- What is asked -
Please rewrite the records starting with the line that contains "stick bundle that" and going on through the end of the records, replacing "star anise" with "anise pods" and leaving everything else unchanged.

[start of Available data]

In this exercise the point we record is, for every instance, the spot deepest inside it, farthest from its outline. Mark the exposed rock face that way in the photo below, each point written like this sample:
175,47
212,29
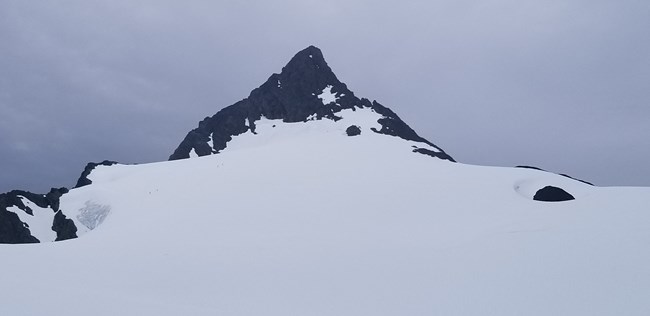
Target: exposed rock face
353,130
13,230
552,194
300,92
562,174
83,179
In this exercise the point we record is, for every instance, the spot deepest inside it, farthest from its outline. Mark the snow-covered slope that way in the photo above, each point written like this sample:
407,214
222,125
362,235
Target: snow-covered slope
309,218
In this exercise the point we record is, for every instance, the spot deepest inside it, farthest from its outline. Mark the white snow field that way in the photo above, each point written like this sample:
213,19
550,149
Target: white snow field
302,219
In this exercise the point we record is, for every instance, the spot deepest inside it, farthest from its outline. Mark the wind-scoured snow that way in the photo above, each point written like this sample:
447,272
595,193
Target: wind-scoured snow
303,220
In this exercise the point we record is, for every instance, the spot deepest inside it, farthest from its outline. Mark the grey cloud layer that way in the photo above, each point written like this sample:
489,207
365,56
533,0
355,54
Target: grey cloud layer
557,84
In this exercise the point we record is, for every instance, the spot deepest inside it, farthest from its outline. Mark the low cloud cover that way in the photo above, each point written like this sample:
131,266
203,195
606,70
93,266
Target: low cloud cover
562,85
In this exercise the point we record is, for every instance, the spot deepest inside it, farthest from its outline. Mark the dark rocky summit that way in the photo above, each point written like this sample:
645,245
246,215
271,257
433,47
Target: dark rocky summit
552,194
292,96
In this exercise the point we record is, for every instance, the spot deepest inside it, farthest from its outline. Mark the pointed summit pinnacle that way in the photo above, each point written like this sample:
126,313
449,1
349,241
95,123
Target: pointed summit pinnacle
308,57
305,90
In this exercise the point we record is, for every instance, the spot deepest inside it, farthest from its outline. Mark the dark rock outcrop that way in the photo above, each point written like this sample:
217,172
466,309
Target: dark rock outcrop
83,179
292,96
14,231
441,155
552,194
562,174
353,130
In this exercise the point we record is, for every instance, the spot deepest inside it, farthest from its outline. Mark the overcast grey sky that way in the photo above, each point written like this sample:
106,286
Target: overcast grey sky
562,85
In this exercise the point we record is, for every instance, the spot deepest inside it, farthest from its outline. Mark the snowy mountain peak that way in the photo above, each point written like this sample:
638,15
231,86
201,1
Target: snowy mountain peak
305,91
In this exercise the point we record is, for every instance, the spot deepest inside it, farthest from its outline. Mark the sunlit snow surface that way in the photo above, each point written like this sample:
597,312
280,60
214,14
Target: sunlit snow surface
302,219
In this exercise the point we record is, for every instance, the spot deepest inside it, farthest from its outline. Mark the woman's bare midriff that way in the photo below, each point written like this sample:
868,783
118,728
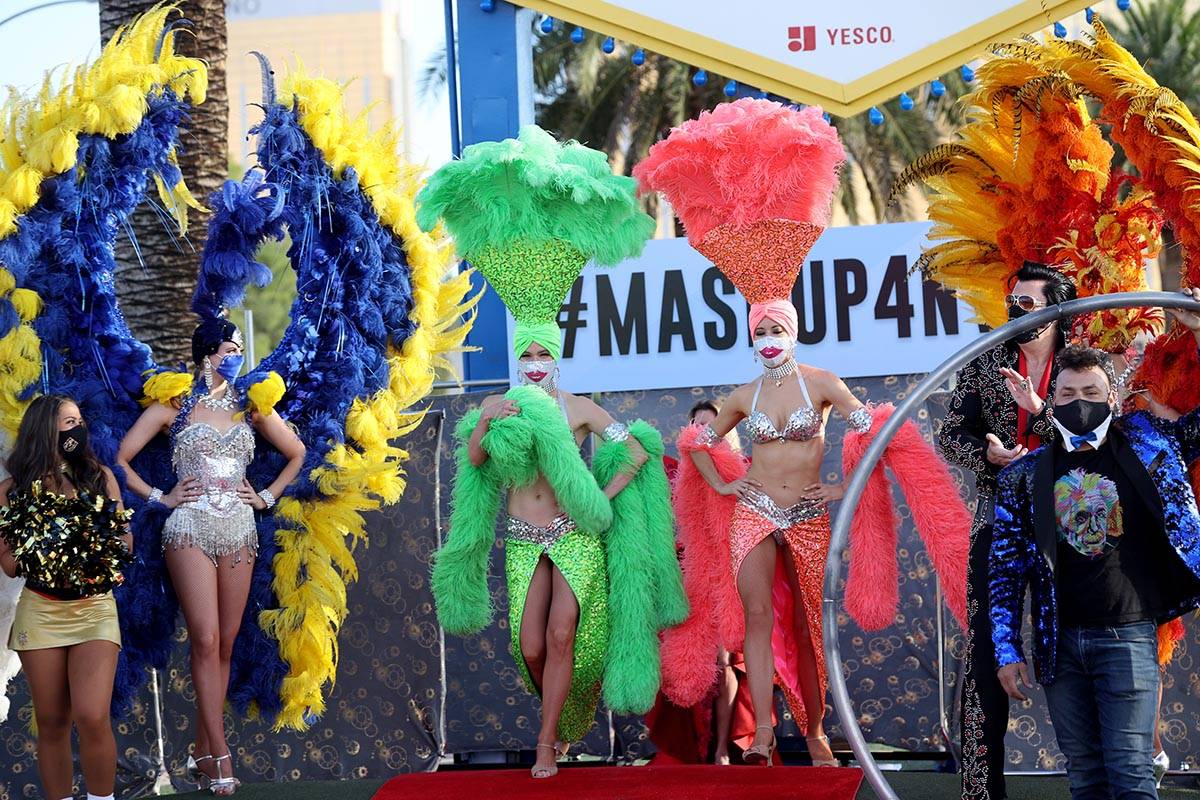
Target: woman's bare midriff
786,468
534,504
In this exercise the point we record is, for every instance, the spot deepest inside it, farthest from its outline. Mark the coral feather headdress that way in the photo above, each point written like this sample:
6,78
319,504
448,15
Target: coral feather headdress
751,181
529,212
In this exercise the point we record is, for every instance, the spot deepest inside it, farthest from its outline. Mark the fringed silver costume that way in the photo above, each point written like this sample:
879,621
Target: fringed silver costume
219,523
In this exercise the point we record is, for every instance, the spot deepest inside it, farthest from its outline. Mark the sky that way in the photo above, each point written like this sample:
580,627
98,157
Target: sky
58,36
67,34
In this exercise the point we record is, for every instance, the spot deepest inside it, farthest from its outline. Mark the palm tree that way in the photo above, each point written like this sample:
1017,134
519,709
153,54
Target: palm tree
610,103
155,290
1164,36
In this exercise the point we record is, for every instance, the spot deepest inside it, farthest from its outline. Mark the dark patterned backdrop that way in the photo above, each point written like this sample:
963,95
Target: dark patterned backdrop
385,714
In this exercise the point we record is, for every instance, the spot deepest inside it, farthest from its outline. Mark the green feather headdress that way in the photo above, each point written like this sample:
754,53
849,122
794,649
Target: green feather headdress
528,214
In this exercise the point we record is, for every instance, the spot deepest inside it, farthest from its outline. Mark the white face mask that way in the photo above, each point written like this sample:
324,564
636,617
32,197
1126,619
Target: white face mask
784,344
543,374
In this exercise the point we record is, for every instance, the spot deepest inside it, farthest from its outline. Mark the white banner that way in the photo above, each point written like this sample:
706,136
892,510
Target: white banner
670,319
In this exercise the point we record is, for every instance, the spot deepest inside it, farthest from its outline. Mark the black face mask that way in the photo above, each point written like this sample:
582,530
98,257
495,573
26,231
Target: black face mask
73,443
1017,312
1081,416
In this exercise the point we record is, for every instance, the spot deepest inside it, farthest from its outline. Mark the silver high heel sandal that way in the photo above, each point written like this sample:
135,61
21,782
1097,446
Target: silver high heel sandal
761,753
195,774
221,786
546,771
823,762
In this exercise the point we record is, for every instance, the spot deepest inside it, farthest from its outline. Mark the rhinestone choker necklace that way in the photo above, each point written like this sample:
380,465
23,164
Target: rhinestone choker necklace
780,372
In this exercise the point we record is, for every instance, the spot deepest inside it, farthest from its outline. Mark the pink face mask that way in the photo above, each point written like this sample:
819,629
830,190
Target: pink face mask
543,374
774,350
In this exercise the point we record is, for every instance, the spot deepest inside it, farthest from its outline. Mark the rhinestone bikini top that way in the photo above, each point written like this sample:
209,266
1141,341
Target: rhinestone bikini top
802,425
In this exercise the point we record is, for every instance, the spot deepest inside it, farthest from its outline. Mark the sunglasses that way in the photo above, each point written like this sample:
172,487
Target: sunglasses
1024,301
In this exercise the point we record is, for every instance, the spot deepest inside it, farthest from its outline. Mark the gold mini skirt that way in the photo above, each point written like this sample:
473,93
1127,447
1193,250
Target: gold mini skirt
42,623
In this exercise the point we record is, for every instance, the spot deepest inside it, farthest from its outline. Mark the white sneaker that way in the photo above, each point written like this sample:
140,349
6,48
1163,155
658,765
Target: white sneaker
1162,763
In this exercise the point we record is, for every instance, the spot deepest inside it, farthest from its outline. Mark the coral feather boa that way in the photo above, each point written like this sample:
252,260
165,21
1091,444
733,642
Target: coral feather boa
705,518
873,591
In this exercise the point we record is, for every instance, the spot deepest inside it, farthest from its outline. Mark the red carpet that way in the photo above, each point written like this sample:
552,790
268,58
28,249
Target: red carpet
630,783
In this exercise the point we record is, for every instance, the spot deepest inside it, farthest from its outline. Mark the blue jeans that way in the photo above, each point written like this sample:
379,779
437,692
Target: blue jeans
1103,705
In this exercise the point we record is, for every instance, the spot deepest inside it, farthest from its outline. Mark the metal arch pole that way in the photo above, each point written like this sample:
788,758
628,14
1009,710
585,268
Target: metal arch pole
840,531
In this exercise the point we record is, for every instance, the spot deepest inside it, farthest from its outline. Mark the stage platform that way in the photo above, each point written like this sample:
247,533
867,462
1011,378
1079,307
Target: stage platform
909,785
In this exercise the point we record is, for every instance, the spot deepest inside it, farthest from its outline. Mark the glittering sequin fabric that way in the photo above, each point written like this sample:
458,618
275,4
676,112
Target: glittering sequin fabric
803,529
802,425
219,523
580,557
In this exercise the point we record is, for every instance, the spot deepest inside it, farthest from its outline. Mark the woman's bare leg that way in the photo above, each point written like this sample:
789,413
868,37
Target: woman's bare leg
47,674
533,621
811,689
195,578
755,578
726,696
234,573
91,668
561,626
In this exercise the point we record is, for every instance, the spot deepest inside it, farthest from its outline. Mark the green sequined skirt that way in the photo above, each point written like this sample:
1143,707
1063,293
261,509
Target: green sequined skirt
580,557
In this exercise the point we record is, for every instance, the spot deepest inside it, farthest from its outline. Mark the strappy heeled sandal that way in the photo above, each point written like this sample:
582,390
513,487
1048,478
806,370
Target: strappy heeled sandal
195,774
545,771
823,762
221,786
761,753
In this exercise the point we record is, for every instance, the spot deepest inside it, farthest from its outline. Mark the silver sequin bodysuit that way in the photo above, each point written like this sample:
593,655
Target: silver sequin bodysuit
219,523
802,425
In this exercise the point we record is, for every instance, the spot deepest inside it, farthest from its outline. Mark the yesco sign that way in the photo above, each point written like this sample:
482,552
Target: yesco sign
844,55
671,319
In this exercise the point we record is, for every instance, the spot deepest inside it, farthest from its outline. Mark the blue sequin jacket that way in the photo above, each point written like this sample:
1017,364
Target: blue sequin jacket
1155,453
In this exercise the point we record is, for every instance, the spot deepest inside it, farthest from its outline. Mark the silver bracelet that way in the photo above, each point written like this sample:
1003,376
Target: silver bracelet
615,432
707,437
268,498
859,420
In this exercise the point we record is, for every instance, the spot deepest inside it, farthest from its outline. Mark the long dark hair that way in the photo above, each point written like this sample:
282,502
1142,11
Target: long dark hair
35,455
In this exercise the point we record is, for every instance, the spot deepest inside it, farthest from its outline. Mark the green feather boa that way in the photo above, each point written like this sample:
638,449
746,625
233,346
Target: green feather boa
645,587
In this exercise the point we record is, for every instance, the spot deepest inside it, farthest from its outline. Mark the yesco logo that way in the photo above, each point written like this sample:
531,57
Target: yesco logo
802,38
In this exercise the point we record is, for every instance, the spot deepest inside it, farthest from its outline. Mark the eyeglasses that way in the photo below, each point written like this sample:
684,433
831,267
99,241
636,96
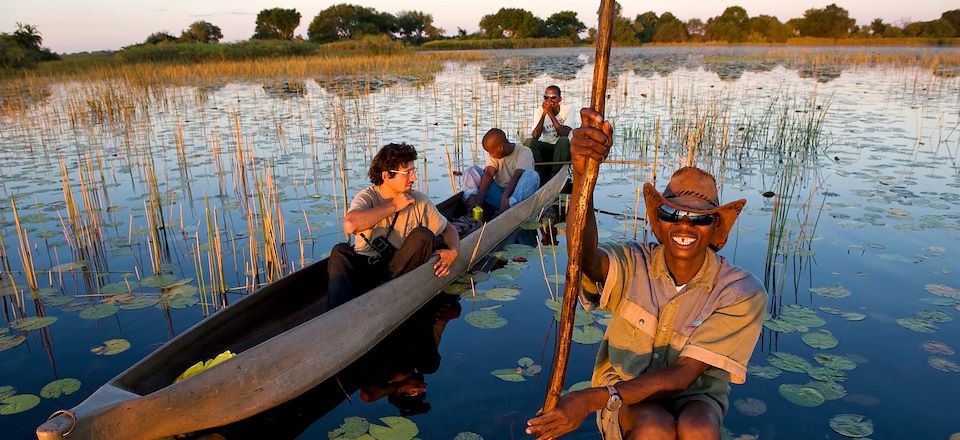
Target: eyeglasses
671,215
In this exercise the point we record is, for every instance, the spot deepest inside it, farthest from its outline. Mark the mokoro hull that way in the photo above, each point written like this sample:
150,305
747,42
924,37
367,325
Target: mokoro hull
278,332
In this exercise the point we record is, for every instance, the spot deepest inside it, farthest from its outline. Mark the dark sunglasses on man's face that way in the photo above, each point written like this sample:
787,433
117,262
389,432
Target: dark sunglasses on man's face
671,215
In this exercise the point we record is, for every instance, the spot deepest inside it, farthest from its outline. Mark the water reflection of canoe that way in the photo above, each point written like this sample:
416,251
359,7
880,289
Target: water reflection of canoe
286,346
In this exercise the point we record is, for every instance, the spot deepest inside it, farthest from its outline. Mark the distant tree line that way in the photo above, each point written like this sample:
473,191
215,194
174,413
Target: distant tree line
345,21
23,48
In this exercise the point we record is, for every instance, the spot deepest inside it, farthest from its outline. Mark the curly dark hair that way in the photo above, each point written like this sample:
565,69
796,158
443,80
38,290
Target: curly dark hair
390,157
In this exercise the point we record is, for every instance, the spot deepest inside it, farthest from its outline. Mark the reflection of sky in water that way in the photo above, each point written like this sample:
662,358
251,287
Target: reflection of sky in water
883,170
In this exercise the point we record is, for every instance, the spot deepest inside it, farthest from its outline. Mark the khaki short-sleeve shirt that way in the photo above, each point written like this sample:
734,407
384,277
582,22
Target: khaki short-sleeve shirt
716,318
422,212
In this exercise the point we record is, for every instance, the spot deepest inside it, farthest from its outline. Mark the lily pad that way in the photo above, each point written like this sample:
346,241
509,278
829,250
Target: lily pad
750,407
587,335
140,302
398,428
764,371
945,365
917,325
801,395
827,374
506,274
821,339
509,374
829,390
99,311
834,361
457,289
60,387
789,362
351,428
158,281
942,290
111,347
851,425
934,316
33,323
18,404
485,319
503,293
831,292
477,277
937,347
853,316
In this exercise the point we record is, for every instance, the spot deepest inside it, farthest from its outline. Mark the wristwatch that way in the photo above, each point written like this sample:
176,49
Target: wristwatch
615,401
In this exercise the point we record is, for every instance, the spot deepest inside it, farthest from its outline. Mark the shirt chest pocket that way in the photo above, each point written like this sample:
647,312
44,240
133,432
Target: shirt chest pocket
639,318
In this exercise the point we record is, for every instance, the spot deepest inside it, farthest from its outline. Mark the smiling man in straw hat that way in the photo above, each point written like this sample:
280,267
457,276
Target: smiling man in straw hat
685,320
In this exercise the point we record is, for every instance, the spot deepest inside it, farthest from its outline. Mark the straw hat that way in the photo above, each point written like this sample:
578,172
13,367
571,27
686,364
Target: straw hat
694,190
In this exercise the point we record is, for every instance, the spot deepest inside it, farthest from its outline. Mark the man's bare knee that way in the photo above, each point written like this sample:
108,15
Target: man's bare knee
698,421
651,421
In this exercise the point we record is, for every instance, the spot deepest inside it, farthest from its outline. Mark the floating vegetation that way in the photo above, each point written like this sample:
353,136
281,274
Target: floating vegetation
834,361
587,335
789,362
111,347
937,347
764,371
750,407
526,368
917,325
851,425
33,323
18,403
485,319
831,292
943,364
821,339
99,311
801,395
60,387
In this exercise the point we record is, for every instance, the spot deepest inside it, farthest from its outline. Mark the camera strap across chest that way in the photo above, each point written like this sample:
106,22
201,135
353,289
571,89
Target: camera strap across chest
389,230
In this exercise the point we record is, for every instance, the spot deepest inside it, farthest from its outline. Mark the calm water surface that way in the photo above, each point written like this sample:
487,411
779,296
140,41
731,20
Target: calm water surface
863,161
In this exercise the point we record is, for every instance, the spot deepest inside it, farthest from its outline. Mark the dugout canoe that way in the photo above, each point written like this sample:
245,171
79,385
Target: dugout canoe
285,345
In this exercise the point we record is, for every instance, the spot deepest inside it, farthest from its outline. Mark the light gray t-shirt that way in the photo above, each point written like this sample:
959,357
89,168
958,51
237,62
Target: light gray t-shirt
421,212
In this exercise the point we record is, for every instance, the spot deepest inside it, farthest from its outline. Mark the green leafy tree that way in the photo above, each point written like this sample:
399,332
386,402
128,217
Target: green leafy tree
417,27
160,37
564,24
201,32
670,29
768,29
877,26
730,26
953,17
645,25
830,22
510,23
276,24
346,21
696,28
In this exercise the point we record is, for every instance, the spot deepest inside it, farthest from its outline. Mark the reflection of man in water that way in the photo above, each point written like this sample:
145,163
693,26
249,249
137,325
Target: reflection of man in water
551,126
412,352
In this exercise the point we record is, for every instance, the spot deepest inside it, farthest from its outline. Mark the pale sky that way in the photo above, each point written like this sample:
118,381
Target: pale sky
88,25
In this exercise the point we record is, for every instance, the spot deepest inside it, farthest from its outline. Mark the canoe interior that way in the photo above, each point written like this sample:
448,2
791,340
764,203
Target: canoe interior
255,318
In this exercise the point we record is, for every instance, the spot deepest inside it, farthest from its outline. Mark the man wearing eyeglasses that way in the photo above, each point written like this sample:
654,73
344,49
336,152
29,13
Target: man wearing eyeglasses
549,140
685,320
394,227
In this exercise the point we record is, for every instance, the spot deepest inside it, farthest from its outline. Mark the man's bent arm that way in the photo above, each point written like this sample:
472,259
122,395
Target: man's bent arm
358,220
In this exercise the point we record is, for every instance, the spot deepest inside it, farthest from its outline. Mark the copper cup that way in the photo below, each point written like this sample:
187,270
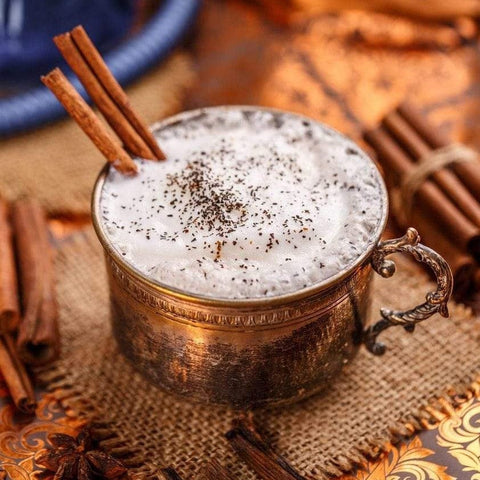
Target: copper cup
250,352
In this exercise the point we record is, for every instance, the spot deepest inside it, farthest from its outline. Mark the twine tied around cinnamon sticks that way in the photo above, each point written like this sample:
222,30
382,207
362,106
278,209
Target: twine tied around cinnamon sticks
435,160
434,185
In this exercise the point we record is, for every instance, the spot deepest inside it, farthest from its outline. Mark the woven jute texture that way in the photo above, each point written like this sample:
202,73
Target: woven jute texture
58,164
369,405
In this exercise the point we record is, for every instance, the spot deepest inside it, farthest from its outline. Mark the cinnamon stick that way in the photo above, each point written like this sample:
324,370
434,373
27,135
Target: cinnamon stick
77,108
97,65
16,376
213,470
38,337
257,454
170,473
114,116
9,305
444,178
429,196
477,279
469,173
462,265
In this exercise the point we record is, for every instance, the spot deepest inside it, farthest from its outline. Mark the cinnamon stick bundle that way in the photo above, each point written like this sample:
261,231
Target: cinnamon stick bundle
468,173
254,451
16,376
445,206
9,304
429,196
38,337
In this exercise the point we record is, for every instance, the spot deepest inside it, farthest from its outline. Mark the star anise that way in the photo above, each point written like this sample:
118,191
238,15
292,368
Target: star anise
71,458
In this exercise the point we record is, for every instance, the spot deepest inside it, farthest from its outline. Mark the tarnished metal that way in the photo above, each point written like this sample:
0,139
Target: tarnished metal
249,352
435,301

[end of Available data]

- Exercise output -
In this exercise the point we record is, for every instance, the spot deepest inside it, farthest from its outline. Mark the cinnamon stick bundle that way in the photo above, each point written like this sample:
261,231
Target: cinnamon stick bundle
468,173
254,451
16,376
445,206
9,304
429,196
38,337
In this exercise the point we record is, for every instance, the spot deepest inside it, farthest from its outline. Mark the anise pods that way in the photo above, each point written like this sample:
118,191
238,15
292,368
Target: anise pods
71,458
In this exercise the point we record is, for every instance, the spot deepest inside it, farthest from its outline. Mark the tarnished metal that way in the photo above, each point written like this sample:
0,139
Target: tarnished metal
249,352
435,301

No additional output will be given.